JOB.
The records that follow are to be transcribed in full, without their images.

DATA ENTRIES.
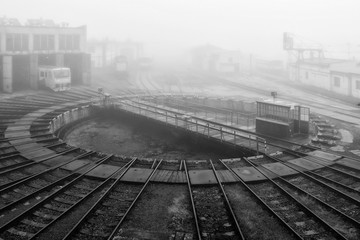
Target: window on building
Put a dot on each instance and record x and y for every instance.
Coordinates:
(44, 42)
(62, 39)
(17, 42)
(69, 42)
(357, 84)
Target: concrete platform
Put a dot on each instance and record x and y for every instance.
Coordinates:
(324, 155)
(320, 161)
(230, 160)
(169, 176)
(349, 163)
(248, 174)
(18, 128)
(137, 175)
(28, 146)
(102, 171)
(279, 169)
(58, 160)
(198, 177)
(17, 134)
(225, 176)
(161, 176)
(38, 154)
(304, 163)
(21, 141)
(73, 166)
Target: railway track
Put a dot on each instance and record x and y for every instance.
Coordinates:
(36, 194)
(212, 211)
(56, 205)
(104, 219)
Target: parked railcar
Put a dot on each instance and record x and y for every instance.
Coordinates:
(55, 78)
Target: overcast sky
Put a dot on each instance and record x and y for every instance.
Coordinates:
(254, 26)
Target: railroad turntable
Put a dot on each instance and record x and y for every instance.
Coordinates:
(188, 176)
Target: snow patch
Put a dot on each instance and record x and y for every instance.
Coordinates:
(346, 136)
(338, 148)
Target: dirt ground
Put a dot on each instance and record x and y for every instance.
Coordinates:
(111, 135)
(349, 144)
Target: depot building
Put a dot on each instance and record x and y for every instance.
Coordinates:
(23, 48)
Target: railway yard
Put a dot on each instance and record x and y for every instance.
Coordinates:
(142, 167)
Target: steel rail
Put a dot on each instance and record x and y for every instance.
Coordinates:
(51, 184)
(267, 207)
(17, 219)
(228, 205)
(303, 207)
(133, 202)
(102, 184)
(197, 227)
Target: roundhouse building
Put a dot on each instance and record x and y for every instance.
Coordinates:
(335, 75)
(23, 48)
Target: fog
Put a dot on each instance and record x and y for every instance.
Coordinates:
(167, 27)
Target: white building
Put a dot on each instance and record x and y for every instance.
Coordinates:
(104, 53)
(335, 75)
(214, 59)
(23, 48)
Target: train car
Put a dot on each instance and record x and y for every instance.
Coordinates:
(55, 78)
(144, 64)
(121, 67)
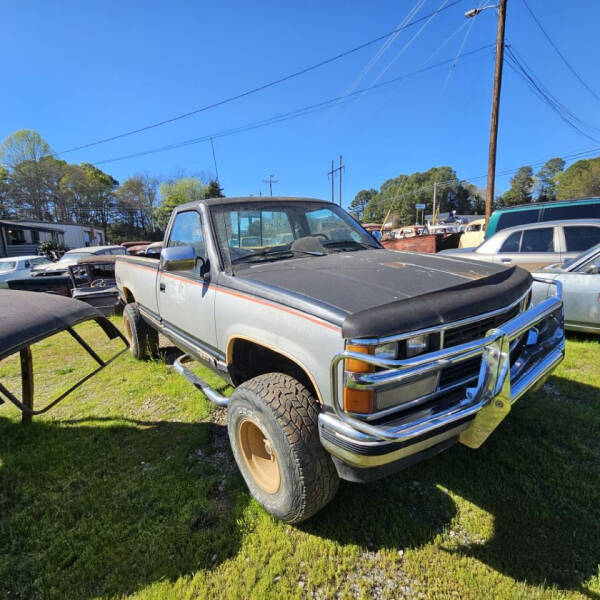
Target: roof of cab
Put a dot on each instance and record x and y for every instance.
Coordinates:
(248, 199)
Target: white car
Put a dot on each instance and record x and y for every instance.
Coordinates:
(580, 278)
(535, 245)
(72, 256)
(20, 266)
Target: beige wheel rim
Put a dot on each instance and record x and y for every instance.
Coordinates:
(127, 329)
(259, 456)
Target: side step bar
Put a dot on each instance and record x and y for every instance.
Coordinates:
(199, 383)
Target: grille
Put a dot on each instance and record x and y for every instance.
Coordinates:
(467, 368)
(460, 335)
(478, 329)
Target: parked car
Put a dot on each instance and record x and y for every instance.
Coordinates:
(580, 208)
(473, 234)
(349, 361)
(128, 245)
(580, 278)
(72, 256)
(20, 266)
(535, 245)
(93, 281)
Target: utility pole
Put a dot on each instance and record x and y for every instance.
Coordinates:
(271, 181)
(215, 160)
(433, 217)
(340, 169)
(332, 175)
(489, 196)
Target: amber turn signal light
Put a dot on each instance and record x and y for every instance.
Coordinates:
(358, 401)
(353, 365)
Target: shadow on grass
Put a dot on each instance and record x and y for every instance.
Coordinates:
(538, 476)
(103, 507)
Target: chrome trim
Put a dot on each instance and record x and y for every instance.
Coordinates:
(212, 394)
(497, 380)
(412, 403)
(366, 461)
(438, 328)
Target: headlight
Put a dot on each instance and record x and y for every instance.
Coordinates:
(417, 345)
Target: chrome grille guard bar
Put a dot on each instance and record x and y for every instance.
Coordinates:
(494, 382)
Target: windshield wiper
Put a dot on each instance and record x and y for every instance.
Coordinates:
(354, 243)
(274, 255)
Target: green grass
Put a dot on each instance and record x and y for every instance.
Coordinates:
(128, 488)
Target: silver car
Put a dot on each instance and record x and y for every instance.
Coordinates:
(535, 245)
(72, 256)
(20, 266)
(580, 278)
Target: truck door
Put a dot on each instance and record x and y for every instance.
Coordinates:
(185, 299)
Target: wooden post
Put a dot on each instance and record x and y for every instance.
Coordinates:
(489, 196)
(27, 382)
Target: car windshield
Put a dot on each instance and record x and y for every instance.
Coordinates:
(6, 266)
(73, 256)
(259, 232)
(571, 261)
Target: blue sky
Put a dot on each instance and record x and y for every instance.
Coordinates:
(82, 71)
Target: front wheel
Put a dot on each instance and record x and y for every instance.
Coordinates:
(143, 339)
(272, 426)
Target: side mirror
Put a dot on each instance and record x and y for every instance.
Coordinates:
(178, 258)
(183, 258)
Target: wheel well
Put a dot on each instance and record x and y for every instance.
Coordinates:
(128, 296)
(249, 359)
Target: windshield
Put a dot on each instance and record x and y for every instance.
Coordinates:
(250, 233)
(9, 265)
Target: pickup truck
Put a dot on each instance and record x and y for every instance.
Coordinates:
(348, 360)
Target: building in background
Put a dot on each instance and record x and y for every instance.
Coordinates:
(18, 238)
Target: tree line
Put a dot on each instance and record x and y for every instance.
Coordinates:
(399, 195)
(35, 185)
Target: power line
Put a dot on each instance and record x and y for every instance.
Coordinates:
(373, 61)
(429, 187)
(261, 87)
(285, 116)
(562, 57)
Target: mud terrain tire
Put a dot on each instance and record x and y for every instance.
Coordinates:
(143, 339)
(273, 431)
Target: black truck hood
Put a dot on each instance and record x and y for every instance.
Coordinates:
(383, 292)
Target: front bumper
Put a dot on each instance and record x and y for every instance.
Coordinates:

IN RESPONSE.
Target: window on building
Put a dot on each instance and record x and y for every instance.
Coordinates:
(44, 42)
(62, 39)
(17, 42)
(69, 42)
(357, 84)
Target: concrete platform
Put a dot on each instance and record x and y for every instance.
Coordinates:
(324, 155)
(320, 161)
(230, 160)
(169, 176)
(349, 163)
(248, 174)
(18, 128)
(137, 175)
(28, 146)
(102, 171)
(279, 169)
(58, 160)
(198, 177)
(17, 134)
(225, 176)
(161, 176)
(38, 154)
(304, 163)
(21, 141)
(73, 166)
Target: railway track
Put a dot on each instance and record x and y for every instance.
Coordinates:
(36, 194)
(212, 211)
(56, 205)
(104, 219)
Target: parked railcar
Put a dot on each instance and record x and y for every instance.
Coordinates:
(55, 78)
Target: overcast sky
Put a dot on each instance and record x and y for every instance.
Coordinates:
(254, 26)
Target: railroad turntable
Put a dot on each instance and record x and y for every instance.
Coordinates:
(188, 176)
Target: snow patch
Put a dot on each instance and record x and y for every instance.
Coordinates:
(346, 136)
(338, 148)
Target: dirt ground
Put a dot on each instance and record x and y for every instance.
Coordinates:
(111, 135)
(349, 144)
Target: depot building
Put a dot on each instance and record x and y for every instance.
Coordinates:
(23, 48)
Target: railway yard
Put a dot on each instance and record x and y for every instance.
Coordinates:
(142, 167)
Target: steel rail
Put a dot on each instance and record x and y for every instance.
Coordinates:
(51, 184)
(267, 207)
(17, 219)
(228, 205)
(303, 207)
(133, 202)
(102, 184)
(197, 227)
Target: roundhouse building
Put a dot on each instance and record x and y for every instance.
Coordinates:
(335, 75)
(23, 48)
Target: fog
Put a dot on each instance and record x and y for every instance.
Coordinates:
(167, 27)
Target: white building
Put a dot on each instance and record x and y for every instance.
Coordinates:
(104, 53)
(335, 75)
(214, 59)
(23, 48)
Target: train car
Put a dot on each instance and record x and y for every instance.
Coordinates:
(55, 78)
(144, 64)
(121, 67)
Target: roof of cab
Put a dot on each instance and record x and y for every instance.
Coordinates:
(248, 199)
Target: white car
Put a dot on each instance and record x and y for every instance.
Coordinates:
(580, 278)
(535, 245)
(72, 256)
(20, 266)
Target: beige wheel rim
Put a dot on each instance and record x and y for every instance.
Coordinates:
(127, 329)
(259, 456)
Target: side step bar
Put a dot on each instance and record x and y for every instance.
Coordinates:
(199, 383)
Target: grille
Put a dot on each instance and record x and y for every instance.
Coordinates:
(467, 368)
(460, 335)
(478, 329)
Target: parked car
Put a dot on each instance and record x and y for every instance.
Coordinates:
(580, 208)
(473, 234)
(349, 361)
(128, 245)
(580, 278)
(72, 256)
(20, 266)
(535, 245)
(93, 281)
Target: utility pole
Put a dot on each instance and record x and y for every instance.
Coordinates:
(271, 181)
(215, 160)
(433, 217)
(340, 169)
(332, 175)
(489, 196)
Target: amber turn signal light
Put a dot on each instance and record x and y for every instance.
Coordinates:
(358, 401)
(353, 365)
Target: shadow on grass
Put a dot on each instance and record x and y for every instance.
Coordinates:
(538, 476)
(103, 507)
Target: chrome trim
Put a dot on each instance and record x and y for every instance.
Coordinates:
(212, 394)
(497, 380)
(412, 403)
(366, 461)
(438, 328)
Target: headlight
Put a dot on each instance and record x and y for every instance.
Coordinates:
(417, 345)
Target: chrome grille guard bar
Put a dot on each instance and record x and y for every instance.
Coordinates:
(494, 382)
Target: windshield wiper
Put a dot on each instance and record x and y for every instance.
Coordinates:
(354, 243)
(274, 255)
Target: green grass
Put a dot on each instance and record x and y for every instance.
Coordinates:
(128, 488)
Target: silver car
Put a dot on each instance and record x and y for every instance.
Coordinates:
(535, 245)
(72, 256)
(20, 266)
(580, 278)
Target: truck door
Put a dot on each instance and record x and y for every instance.
Coordinates:
(185, 299)
Target: wooden post
Put a dot on each instance and record x and y for every instance.
Coordinates:
(489, 196)
(27, 382)
Target: car windshield
Put a dot on each instance and record x and y for every instance.
Coordinates:
(6, 266)
(73, 256)
(259, 232)
(571, 261)
Target: blue sky
Put a dot on each instance and record x and y for every instance.
Coordinates:
(82, 71)
Target: front wheel
Put a dot on each instance and record x and y for every instance.
Coordinates:
(143, 339)
(272, 426)
Target: side mirror
Put a dot on each instance and record x and y for every instance.
Coordinates:
(178, 258)
(183, 258)
Target: wheel well
Put a dot on each instance and record x and y for every instance.
Coordinates:
(128, 296)
(249, 359)
Target: windshield
Put a dot on each instance and record x and y for every instance.
Coordinates:
(250, 233)
(9, 265)
Target: pickup truck
Put a dot on each instance and record x and y for every instance.
Coordinates:
(348, 360)
Target: building in background
Put a dot on each instance and record x and y for every instance.
Coordinates:
(18, 238)
Target: tree line
Put a dot on each instance and record x and y for every instance.
Coordinates:
(399, 195)
(35, 185)
Target: power line
Put a dot on each instance and record x and y for every instance.
Coordinates:
(373, 61)
(429, 187)
(261, 87)
(285, 116)
(562, 57)
Target: mud terrain tire
Put a dot on each instance and record x and y for every instance.
Coordinates:
(143, 339)
(273, 431)
Target: black truck hood
Put a dot on each instance and record x and y for every instance.
Coordinates:
(383, 292)
Target: front bumper
Put a dot on each instance and record x and y for every instance.
Coordinates:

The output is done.